Sarah Werner, "The Pitfalls of Performance Space"

First, I have suddenly become hyper-appreciative of short paper titles. The next time you title a paper, consider the bloggers.

Werner begins by talking about a play we’ve already visited this session, King Lear. She remembers a performance in which the audience laughed, cheered, and applauded the line "Shut your mouth, dame," from the last scene of the play. The actor didn’t set the line up as a joke, nor had she ever seen it laughed at elsewhere. This might be partly because the words sound so modern—colloquial and accessible. It’s something angry person today might say; also, many songs claim Shut Your Mouth as the title. The shock of its familiarity causes a release of laughter. Also, possibly, the relief at seeing the villain brought down, and an end to the tension, and an endorsement of the judgment against Goneril.

What about the playhouse structure? What cues did the audience pick up from the playhouse and the program’s description that elicited this response? Was it seen as a Renaissance audience response? Is there something in audience participation that replicates a Renaissance experience to such an extent that it unlocks an enjoyment in moments that might be considered socially unacceptable in other venues? Do original staging practices theatres invite, encourage, inspire, or evoke anti-feminist sentiment; if so, what kind of responsibility does this place on practioners?

Barely bear-less, but still within time.

Jeremy Fiebig "All Stage World"

Audiences today are not as willing to interact with performers in the way that we understand early modern audiences to have been. They do not take full advantage of the permission to respond in original staging practices playhouses. Original staging practices theatres provide certain kinds of audience training: music, merchandise, food, and drink sales; pre show speeches, etc.

Fiebig directed Twelfth Night at Waldorf College, and prior to the show his actors handed out oranges and encouraged the audiences to drop their peels on the ground. The response was surprising: either they chose not to and became distractingly involved in not making a mess with their peels, or they became hyper-active, and threw peels at Malvolio. This involvement had the effect of making them implicit in the torture of Malvolio. The audience members were implicated as characters in the play—full members of the narrative community. The distraction of the audience gives the actors the chance to buy their audiences attention back with jokes, puns, etc. Is there a place for hyperactivity? In most original staging practices theatres, there is a line drawn between etiquette and interaction. However, have early modern distractions been simply replaced by modern ones—cell phones, candy wrappers, rude children?

• **Data listing**
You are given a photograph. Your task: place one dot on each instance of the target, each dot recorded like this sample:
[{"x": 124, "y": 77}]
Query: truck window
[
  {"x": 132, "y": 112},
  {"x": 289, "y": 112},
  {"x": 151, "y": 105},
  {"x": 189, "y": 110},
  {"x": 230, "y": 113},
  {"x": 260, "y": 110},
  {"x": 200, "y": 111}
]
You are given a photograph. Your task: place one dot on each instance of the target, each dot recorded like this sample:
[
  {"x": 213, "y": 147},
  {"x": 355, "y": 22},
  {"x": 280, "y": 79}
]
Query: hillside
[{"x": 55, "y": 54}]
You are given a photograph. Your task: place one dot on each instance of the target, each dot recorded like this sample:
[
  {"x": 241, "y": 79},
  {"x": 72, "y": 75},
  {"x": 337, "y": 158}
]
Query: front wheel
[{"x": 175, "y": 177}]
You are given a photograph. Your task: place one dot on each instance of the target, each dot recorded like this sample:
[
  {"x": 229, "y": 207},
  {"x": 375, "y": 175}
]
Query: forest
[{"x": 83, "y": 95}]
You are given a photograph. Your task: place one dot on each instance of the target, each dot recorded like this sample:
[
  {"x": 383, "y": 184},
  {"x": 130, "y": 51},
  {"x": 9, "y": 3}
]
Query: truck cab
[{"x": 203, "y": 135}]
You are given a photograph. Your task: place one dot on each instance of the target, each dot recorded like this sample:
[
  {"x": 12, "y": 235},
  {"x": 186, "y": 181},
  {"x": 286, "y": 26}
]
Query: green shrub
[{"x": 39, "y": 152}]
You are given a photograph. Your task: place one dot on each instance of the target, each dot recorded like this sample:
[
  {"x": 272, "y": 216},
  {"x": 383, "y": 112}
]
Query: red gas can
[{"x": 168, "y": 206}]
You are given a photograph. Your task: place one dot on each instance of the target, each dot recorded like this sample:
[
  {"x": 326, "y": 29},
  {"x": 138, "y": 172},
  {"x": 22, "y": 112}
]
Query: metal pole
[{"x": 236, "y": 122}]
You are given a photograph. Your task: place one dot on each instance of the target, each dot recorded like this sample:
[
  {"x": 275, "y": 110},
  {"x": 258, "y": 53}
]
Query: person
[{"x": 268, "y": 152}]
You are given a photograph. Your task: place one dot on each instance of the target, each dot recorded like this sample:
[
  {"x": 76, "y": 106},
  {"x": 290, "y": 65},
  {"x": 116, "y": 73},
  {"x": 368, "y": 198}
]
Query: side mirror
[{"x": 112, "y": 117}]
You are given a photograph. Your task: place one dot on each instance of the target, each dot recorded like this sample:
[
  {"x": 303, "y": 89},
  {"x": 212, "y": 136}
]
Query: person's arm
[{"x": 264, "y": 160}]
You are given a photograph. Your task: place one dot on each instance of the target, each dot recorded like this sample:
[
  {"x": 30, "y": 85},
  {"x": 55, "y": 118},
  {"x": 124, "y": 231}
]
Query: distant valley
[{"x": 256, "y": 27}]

• **Exercise prompt**
Pick up the session notes on audience behavior at original staging practices theatres right after their last sentence and carry them forward.

• **Result for this exercise**
Fiebig concludes by accusing us all of being "Victorian by nature," preferring order and etiquette over chaose. However, perhaps heightened response joined and could still join the heightened language of the play. So, what is the ideal: early modern production, or early modern response?

Goodness, still no bear.


Katherine Mayberry "Actors and Auditors"

Early modern playwrights wrote their plays with the actor/audience relationship in the forefront. Early modern playhouse architecture emphasizes the actor/audience relationship (the sharing of sightlines—or even physical space). Actors themselves can use delivery to create this contact in almost all moments within shows. Staging itself can create bonds. Sometimes actors can create contact without speaking, at all.

Daniel Rigby and John Harrell are back, and provide examples of staging. An actor appearing in the balcony above completes the circle of audience around the stage. Or, a character witnessing a scene in the balcony from the downstage area puts the character in the same position as the audience members themselves. Either upstage, downstage, or above, audience members either recognize or identify with the perspective of the character onstage. Mayberry provided a very useful handout with photo examples of the various positions onstage and then discusses the way in which these positions affect the audience members.

The Blackfriars stage lends itself particularly to the connection between audience and performance. In conclusion, the actor/audience alignment provided by this space challenges the audience and reminds them of their role in the performance.